:: Problem details ::
Count the lines in the items below that contain the string "noticeboard". Reply with that number alone.

:: Input records ::
■ ■ ■
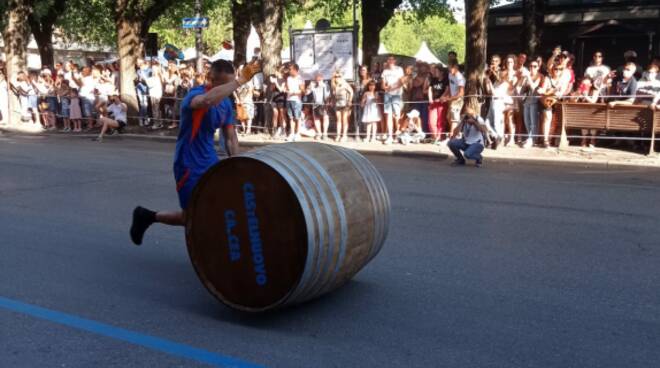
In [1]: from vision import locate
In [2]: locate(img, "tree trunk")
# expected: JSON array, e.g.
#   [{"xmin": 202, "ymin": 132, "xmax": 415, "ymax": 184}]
[
  {"xmin": 116, "ymin": 16, "xmax": 143, "ymax": 125},
  {"xmin": 32, "ymin": 25, "xmax": 55, "ymax": 70},
  {"xmin": 521, "ymin": 0, "xmax": 545, "ymax": 58},
  {"xmin": 465, "ymin": 0, "xmax": 489, "ymax": 112},
  {"xmin": 231, "ymin": 0, "xmax": 253, "ymax": 67},
  {"xmin": 3, "ymin": 0, "xmax": 33, "ymax": 124},
  {"xmin": 360, "ymin": 0, "xmax": 402, "ymax": 66},
  {"xmin": 256, "ymin": 0, "xmax": 284, "ymax": 76}
]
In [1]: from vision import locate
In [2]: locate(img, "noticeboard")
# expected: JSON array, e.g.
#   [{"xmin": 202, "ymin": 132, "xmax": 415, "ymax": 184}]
[{"xmin": 291, "ymin": 30, "xmax": 355, "ymax": 80}]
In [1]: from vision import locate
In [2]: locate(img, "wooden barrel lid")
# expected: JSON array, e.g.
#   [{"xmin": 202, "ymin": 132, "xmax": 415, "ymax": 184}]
[{"xmin": 186, "ymin": 157, "xmax": 307, "ymax": 311}]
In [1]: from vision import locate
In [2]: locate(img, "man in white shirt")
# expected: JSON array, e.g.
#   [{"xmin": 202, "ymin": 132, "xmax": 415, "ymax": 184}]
[
  {"xmin": 447, "ymin": 107, "xmax": 488, "ymax": 167},
  {"xmin": 584, "ymin": 51, "xmax": 610, "ymax": 95},
  {"xmin": 77, "ymin": 66, "xmax": 101, "ymax": 129},
  {"xmin": 93, "ymin": 92, "xmax": 128, "ymax": 142},
  {"xmin": 380, "ymin": 56, "xmax": 403, "ymax": 144},
  {"xmin": 440, "ymin": 61, "xmax": 465, "ymax": 136},
  {"xmin": 286, "ymin": 64, "xmax": 305, "ymax": 142}
]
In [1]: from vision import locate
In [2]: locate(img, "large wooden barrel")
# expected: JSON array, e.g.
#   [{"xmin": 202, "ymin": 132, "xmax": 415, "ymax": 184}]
[{"xmin": 186, "ymin": 143, "xmax": 390, "ymax": 312}]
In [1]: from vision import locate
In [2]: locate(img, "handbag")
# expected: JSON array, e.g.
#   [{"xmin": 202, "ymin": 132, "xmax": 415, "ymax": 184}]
[
  {"xmin": 236, "ymin": 105, "xmax": 248, "ymax": 121},
  {"xmin": 539, "ymin": 96, "xmax": 558, "ymax": 109}
]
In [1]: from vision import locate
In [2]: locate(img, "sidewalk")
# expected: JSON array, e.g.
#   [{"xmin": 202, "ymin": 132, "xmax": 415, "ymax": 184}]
[{"xmin": 5, "ymin": 124, "xmax": 660, "ymax": 168}]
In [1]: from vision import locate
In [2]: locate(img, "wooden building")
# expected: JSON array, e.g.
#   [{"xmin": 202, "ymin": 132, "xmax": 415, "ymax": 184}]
[{"xmin": 487, "ymin": 0, "xmax": 660, "ymax": 74}]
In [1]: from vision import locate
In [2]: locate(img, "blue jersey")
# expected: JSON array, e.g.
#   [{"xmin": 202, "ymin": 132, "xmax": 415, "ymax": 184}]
[{"xmin": 174, "ymin": 86, "xmax": 236, "ymax": 208}]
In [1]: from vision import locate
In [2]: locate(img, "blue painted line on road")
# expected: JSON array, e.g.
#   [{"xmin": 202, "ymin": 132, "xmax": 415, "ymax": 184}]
[{"xmin": 0, "ymin": 296, "xmax": 261, "ymax": 368}]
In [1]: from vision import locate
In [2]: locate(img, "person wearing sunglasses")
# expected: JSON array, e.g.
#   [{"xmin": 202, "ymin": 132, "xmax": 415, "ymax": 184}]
[{"xmin": 608, "ymin": 61, "xmax": 637, "ymax": 107}]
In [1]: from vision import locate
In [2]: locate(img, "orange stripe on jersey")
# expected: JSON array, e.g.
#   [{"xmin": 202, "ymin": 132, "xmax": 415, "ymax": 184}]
[
  {"xmin": 190, "ymin": 108, "xmax": 209, "ymax": 143},
  {"xmin": 190, "ymin": 86, "xmax": 211, "ymax": 143},
  {"xmin": 176, "ymin": 169, "xmax": 190, "ymax": 192}
]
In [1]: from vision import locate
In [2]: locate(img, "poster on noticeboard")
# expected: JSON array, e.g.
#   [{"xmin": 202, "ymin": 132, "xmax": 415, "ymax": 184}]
[{"xmin": 292, "ymin": 31, "xmax": 355, "ymax": 80}]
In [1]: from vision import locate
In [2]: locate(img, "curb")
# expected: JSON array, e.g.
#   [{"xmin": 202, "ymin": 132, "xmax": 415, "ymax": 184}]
[{"xmin": 5, "ymin": 127, "xmax": 660, "ymax": 169}]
■ ■ ■
:: Answer to this exercise ::
2